## Instructions to follow
Reproduce every line of the records below word for word, omitting the pictures.

————————

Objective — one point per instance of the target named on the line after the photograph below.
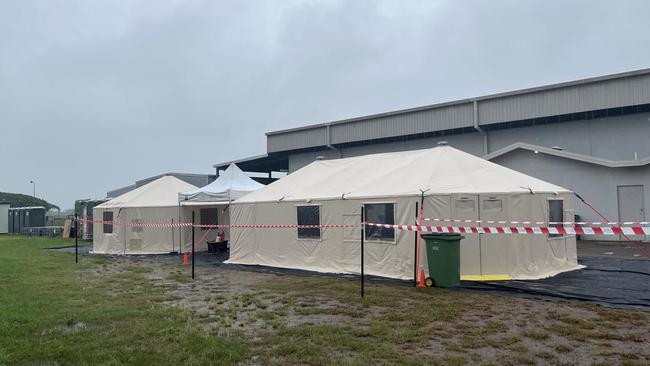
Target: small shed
(451, 183)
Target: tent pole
(415, 247)
(362, 249)
(192, 244)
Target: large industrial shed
(590, 136)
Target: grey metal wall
(627, 90)
(578, 98)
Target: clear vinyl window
(137, 228)
(308, 215)
(107, 216)
(379, 213)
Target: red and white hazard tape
(530, 230)
(544, 223)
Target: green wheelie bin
(443, 256)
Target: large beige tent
(212, 202)
(456, 185)
(155, 202)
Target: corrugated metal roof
(617, 90)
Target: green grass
(52, 314)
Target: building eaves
(568, 155)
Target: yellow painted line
(486, 278)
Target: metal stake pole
(192, 244)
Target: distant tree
(23, 200)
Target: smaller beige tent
(456, 185)
(155, 202)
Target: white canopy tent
(214, 200)
(155, 202)
(456, 185)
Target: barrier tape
(530, 230)
(564, 223)
(521, 230)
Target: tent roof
(438, 170)
(162, 192)
(232, 183)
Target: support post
(76, 238)
(415, 247)
(192, 244)
(363, 226)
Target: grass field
(129, 310)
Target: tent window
(308, 215)
(108, 216)
(555, 214)
(380, 213)
(209, 217)
(492, 205)
(464, 205)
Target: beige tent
(456, 185)
(155, 202)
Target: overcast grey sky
(97, 94)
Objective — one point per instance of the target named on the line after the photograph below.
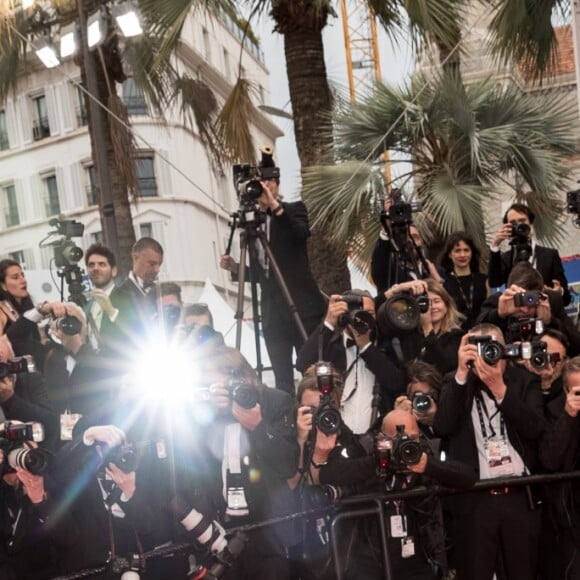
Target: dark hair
(422, 372)
(520, 208)
(101, 250)
(198, 309)
(525, 275)
(170, 289)
(26, 303)
(452, 241)
(147, 244)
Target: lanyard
(481, 409)
(468, 300)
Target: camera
(400, 313)
(17, 456)
(241, 393)
(397, 453)
(422, 402)
(525, 328)
(529, 298)
(358, 318)
(326, 417)
(13, 366)
(488, 349)
(69, 325)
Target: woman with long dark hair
(463, 280)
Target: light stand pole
(98, 130)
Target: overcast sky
(396, 64)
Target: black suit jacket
(560, 320)
(522, 410)
(288, 235)
(388, 376)
(547, 262)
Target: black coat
(547, 262)
(388, 376)
(521, 408)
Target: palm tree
(463, 143)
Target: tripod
(249, 219)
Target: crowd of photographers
(120, 457)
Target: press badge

————————

## Problem solution
Objective — one point per instance of the target named on the line after the photograph below.
Target: small shed
(451, 183)
Target: tent pole
(415, 247)
(362, 249)
(192, 244)
Target: large industrial shed
(590, 136)
Target: grey metal wall
(627, 90)
(578, 98)
Target: clear vinyl window
(137, 228)
(308, 215)
(107, 216)
(379, 213)
Target: red and white hazard tape
(530, 230)
(544, 223)
Target: green wheelie bin
(443, 256)
Target: large beige tent
(212, 202)
(456, 185)
(155, 202)
Target: corrugated metal roof
(617, 90)
Target: green grass
(52, 314)
Target: building eaves
(568, 155)
Target: yellow painted line
(486, 278)
Target: metal stake pole
(192, 244)
Target: distant tree
(23, 200)
Target: smaller beige tent
(456, 185)
(155, 202)
Target: white canopy tent
(214, 200)
(155, 202)
(456, 185)
Target: barrier tape
(530, 230)
(564, 223)
(521, 230)
Target: tent roof
(438, 170)
(162, 192)
(232, 183)
Target: support post
(76, 238)
(415, 247)
(192, 244)
(363, 226)
Target: grass field
(129, 310)
Target: tent window
(308, 215)
(108, 216)
(555, 214)
(380, 213)
(209, 217)
(492, 205)
(464, 205)
Target: beige tent
(456, 185)
(155, 202)
Target: overcast grey sky
(97, 94)
Objective — one point per instance of the target named on the line after the photograph below.
Target: dark hair
(422, 372)
(520, 208)
(101, 250)
(198, 309)
(525, 275)
(170, 289)
(26, 303)
(452, 241)
(147, 244)
Target: lanyard
(481, 409)
(468, 300)
Target: camera
(400, 313)
(17, 456)
(241, 393)
(397, 453)
(422, 402)
(525, 328)
(529, 298)
(358, 318)
(326, 417)
(13, 366)
(488, 349)
(69, 325)
Target: woman with long dark hair
(463, 280)
Target: light stand pole
(98, 130)
Target: overcast sky
(396, 64)
Target: black suit jacket
(560, 320)
(522, 410)
(288, 235)
(388, 376)
(547, 262)
Target: black coat
(547, 262)
(388, 376)
(521, 408)
Target: palm tree
(463, 143)
Target: tripod
(249, 219)
Target: crowd of photographers
(120, 457)
Target: press badge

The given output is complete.